* TASK TO COMPLETE
Would you please restate the data exactly as it stands, apart from the pictures?

* ENTRIES SHOWN

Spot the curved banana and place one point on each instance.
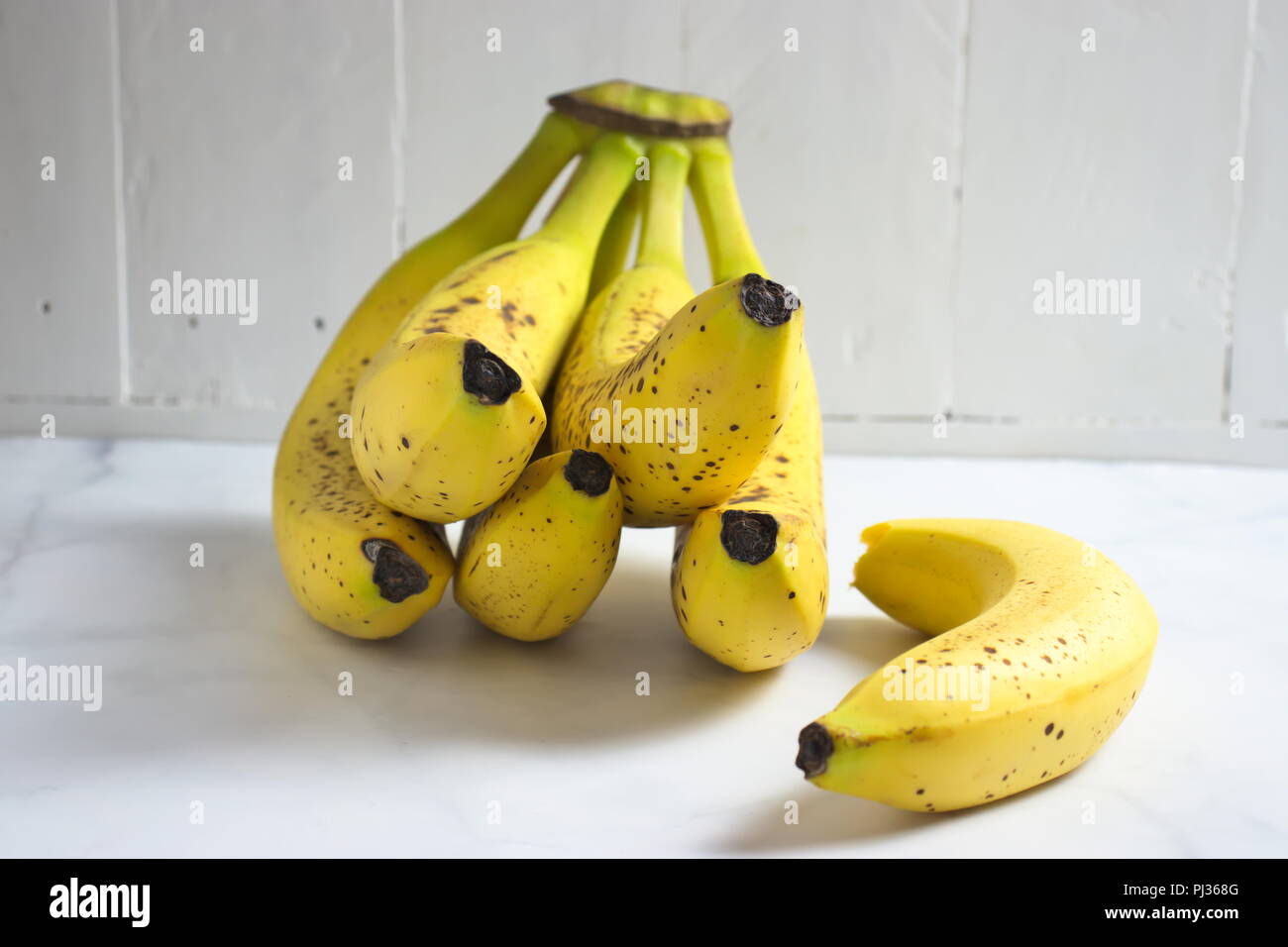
(450, 410)
(352, 564)
(532, 564)
(748, 579)
(686, 405)
(1039, 650)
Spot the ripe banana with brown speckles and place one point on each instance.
(533, 562)
(748, 579)
(450, 410)
(684, 405)
(352, 564)
(1039, 647)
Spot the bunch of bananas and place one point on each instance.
(548, 393)
(550, 390)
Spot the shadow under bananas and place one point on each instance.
(855, 646)
(469, 684)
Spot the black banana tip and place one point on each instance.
(765, 302)
(815, 749)
(395, 574)
(750, 538)
(487, 376)
(589, 474)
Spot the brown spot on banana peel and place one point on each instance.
(767, 302)
(815, 750)
(746, 536)
(395, 574)
(487, 376)
(588, 472)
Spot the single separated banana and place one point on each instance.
(352, 564)
(533, 562)
(748, 579)
(450, 410)
(686, 405)
(1041, 646)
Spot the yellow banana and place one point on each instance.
(748, 579)
(450, 410)
(1041, 646)
(688, 405)
(355, 565)
(533, 562)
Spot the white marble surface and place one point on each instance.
(219, 689)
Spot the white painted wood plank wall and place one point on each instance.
(913, 169)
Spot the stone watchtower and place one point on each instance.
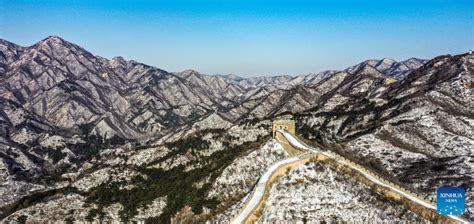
(287, 125)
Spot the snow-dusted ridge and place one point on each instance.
(297, 144)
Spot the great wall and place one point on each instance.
(300, 153)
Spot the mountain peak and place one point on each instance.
(53, 39)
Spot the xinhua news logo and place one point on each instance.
(450, 201)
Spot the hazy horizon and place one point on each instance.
(244, 38)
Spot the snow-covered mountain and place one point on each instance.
(80, 129)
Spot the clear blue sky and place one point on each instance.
(247, 38)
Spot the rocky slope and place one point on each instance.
(80, 129)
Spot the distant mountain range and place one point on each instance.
(61, 107)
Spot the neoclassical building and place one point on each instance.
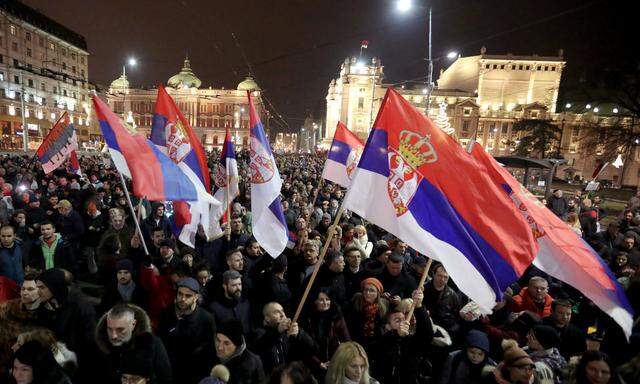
(482, 97)
(209, 111)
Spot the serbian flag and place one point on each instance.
(226, 177)
(563, 254)
(152, 173)
(58, 145)
(417, 183)
(75, 165)
(268, 223)
(343, 156)
(173, 135)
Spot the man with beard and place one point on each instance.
(51, 251)
(124, 334)
(188, 332)
(231, 304)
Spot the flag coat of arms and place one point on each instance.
(226, 176)
(58, 145)
(562, 253)
(173, 135)
(268, 223)
(343, 157)
(417, 183)
(152, 173)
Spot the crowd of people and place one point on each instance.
(82, 302)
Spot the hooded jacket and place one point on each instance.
(143, 346)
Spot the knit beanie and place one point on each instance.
(232, 328)
(124, 265)
(54, 280)
(514, 356)
(373, 281)
(546, 336)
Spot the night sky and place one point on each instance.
(295, 47)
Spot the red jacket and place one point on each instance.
(524, 302)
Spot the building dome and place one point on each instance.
(248, 85)
(185, 79)
(121, 83)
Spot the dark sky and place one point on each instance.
(295, 47)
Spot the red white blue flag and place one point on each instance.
(173, 135)
(268, 223)
(417, 183)
(343, 156)
(58, 145)
(563, 254)
(152, 173)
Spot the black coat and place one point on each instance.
(224, 309)
(63, 256)
(143, 347)
(189, 342)
(396, 359)
(275, 348)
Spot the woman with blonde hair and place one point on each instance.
(349, 365)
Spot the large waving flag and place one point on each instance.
(152, 173)
(226, 176)
(343, 156)
(563, 254)
(417, 183)
(269, 226)
(58, 145)
(173, 135)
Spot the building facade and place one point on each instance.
(45, 65)
(482, 97)
(209, 111)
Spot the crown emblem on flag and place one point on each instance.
(415, 149)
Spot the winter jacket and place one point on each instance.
(524, 302)
(189, 341)
(275, 348)
(11, 262)
(396, 359)
(143, 346)
(224, 309)
(63, 256)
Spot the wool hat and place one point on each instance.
(546, 336)
(373, 281)
(232, 328)
(189, 282)
(54, 280)
(514, 356)
(124, 265)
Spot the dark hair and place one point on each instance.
(589, 356)
(561, 303)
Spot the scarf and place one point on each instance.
(370, 311)
(126, 290)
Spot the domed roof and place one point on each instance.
(121, 82)
(248, 85)
(186, 78)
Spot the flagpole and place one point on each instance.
(133, 213)
(228, 205)
(423, 278)
(330, 234)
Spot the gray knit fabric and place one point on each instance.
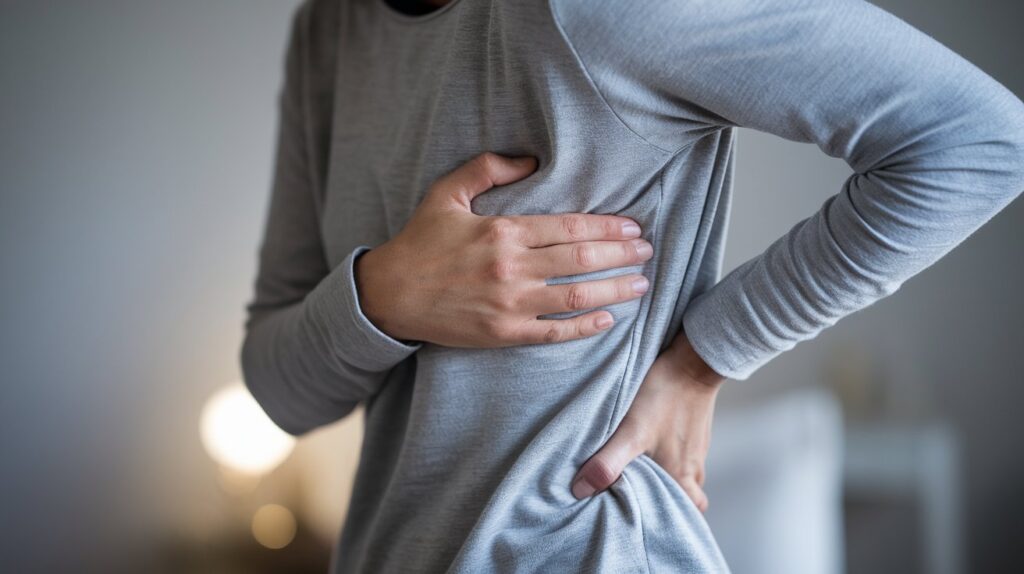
(631, 108)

* TASK SOLUTION
Spot the curved banana and place one point on each instance.
(450, 410)
(352, 564)
(532, 564)
(748, 579)
(686, 405)
(1039, 650)
Spot the ripe banana with brown speckles and place one point on each instance.
(533, 562)
(748, 579)
(450, 410)
(684, 405)
(352, 564)
(1039, 647)
Spot the bunch of bananas and place one point on each instance.
(548, 393)
(550, 390)
Spot the shadow under bananas and place one point on each instance.
(855, 646)
(469, 684)
Spot the black banana tip and place one point on each instance.
(765, 302)
(815, 749)
(395, 574)
(750, 538)
(487, 376)
(589, 474)
Spot the brown spot on banana peel and place one point on each instance.
(767, 302)
(815, 750)
(746, 536)
(395, 574)
(487, 376)
(588, 472)
Spot the single separated banana and place one point on each instance.
(352, 564)
(533, 562)
(748, 579)
(450, 410)
(686, 405)
(1041, 646)
Spot the yellow banana and place one point on each instance.
(748, 579)
(450, 410)
(1041, 646)
(688, 405)
(355, 565)
(533, 562)
Spot the white marble surface and place one point on each instance.
(219, 689)
Spot the white painted wood plank wall and place one point on each instance.
(913, 169)
Spot the stone watchtower and place one point on each instance.
(287, 125)
Spot the snow-dusted ridge and place one point on each instance.
(297, 144)
Spot the great wall and place one point on each instance.
(300, 153)
Spot the mountain peak and place one point on each instance.
(53, 39)
Spot the xinhua news logo and place one point on each instance.
(450, 201)
Spot the hazy horizon and place one point on each instance.
(244, 38)
Spot the snow-covered mountain and place one point on each instance.
(80, 129)
Spot the clear blue sky and place one point on each instance.
(247, 38)
Spot the rocky slope and place one point on each instance.
(80, 129)
Spot the distant mountain range and place one point on each instance.
(61, 107)
Spot the neoclassical building and place one point on each instance.
(482, 97)
(209, 111)
Spot the serbian flag and place one point on each instance.
(226, 177)
(563, 254)
(152, 173)
(58, 145)
(417, 183)
(75, 165)
(268, 223)
(343, 156)
(173, 135)
Spot the man with beard and place one point on each instance.
(51, 251)
(124, 334)
(188, 332)
(231, 304)
Spot the flag coat of arms and place one point on each instance.
(226, 176)
(58, 145)
(562, 253)
(173, 135)
(268, 223)
(343, 157)
(417, 183)
(152, 173)
Spot the crowd of people and place one point on each instance.
(82, 302)
Spot the hooded jacket and place one point on each instance.
(143, 346)
Spot the knit beanie and place one point on each instance.
(232, 328)
(124, 265)
(54, 280)
(514, 356)
(373, 281)
(546, 336)
Spot the night sky and place one point on each instance.
(295, 47)
Spot the red jacket and place one point on each instance.
(524, 302)
Spot the building dome and place one point on each instance.
(248, 85)
(185, 79)
(121, 83)
Spot the dark sky and place one point on each instance.
(295, 47)
Spot the red white blue flag and place one point on each instance.
(173, 135)
(268, 223)
(417, 183)
(343, 156)
(58, 145)
(563, 254)
(152, 173)
Spot the black coat and place one point on each instance.
(224, 309)
(63, 256)
(143, 347)
(189, 342)
(396, 359)
(275, 348)
Spot the woman with blonde hair and place one point on each instance.
(349, 365)
Spot the large waving flag and place one point on each instance.
(152, 173)
(226, 176)
(343, 156)
(563, 254)
(417, 183)
(269, 226)
(58, 145)
(173, 135)
Spot the building facade and place one point on each instance.
(45, 65)
(482, 97)
(209, 111)
Spot the crown emblem on flag and place one point on each instance.
(415, 149)
Spot the winter jacket and place one point on each instance.
(524, 302)
(189, 341)
(275, 348)
(11, 262)
(396, 359)
(143, 346)
(224, 309)
(63, 256)
Spot the wool hat and place one point on each instance.
(546, 336)
(373, 281)
(232, 328)
(189, 282)
(54, 280)
(514, 356)
(124, 265)
Spot the dark hair and place one point on each instance.
(589, 356)
(561, 303)
Spot the scarf and place one point on each instance.
(370, 311)
(126, 290)
Spot the domed roof and place one point on each instance.
(121, 82)
(248, 85)
(186, 78)
Spot the flagpole and place one point on each instance.
(133, 213)
(228, 205)
(423, 278)
(330, 234)
Spot the gray knit fabric and place one point on each instance.
(631, 108)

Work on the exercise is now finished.